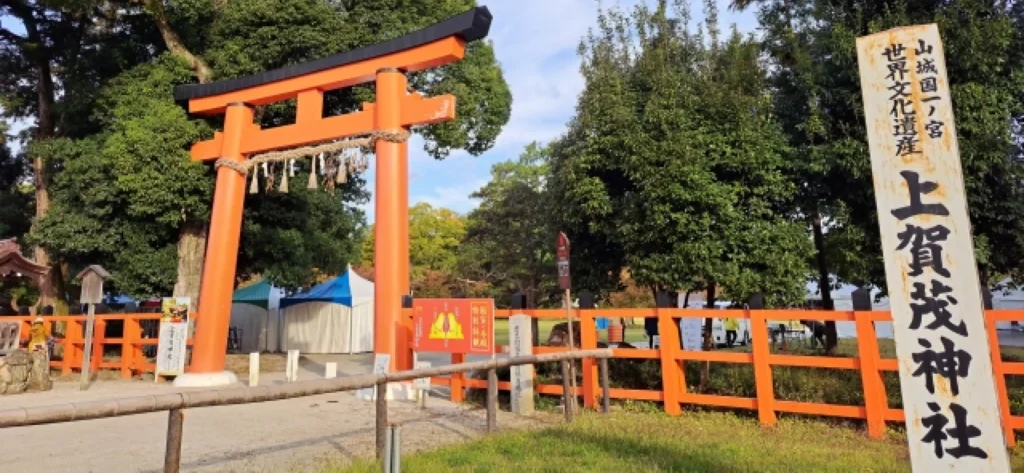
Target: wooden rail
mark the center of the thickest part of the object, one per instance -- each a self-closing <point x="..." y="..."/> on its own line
<point x="175" y="403"/>
<point x="674" y="394"/>
<point x="131" y="360"/>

----

Exercise brief: Restate the listing above without the pictures, substituting "metal railing" for "wooden rail" and keeping everything else the same.

Task result:
Target: metal railing
mark the center of the thickest part of the object, one per instance -- each a self-closing <point x="..." y="..."/> on its own line
<point x="175" y="403"/>
<point x="674" y="394"/>
<point x="131" y="360"/>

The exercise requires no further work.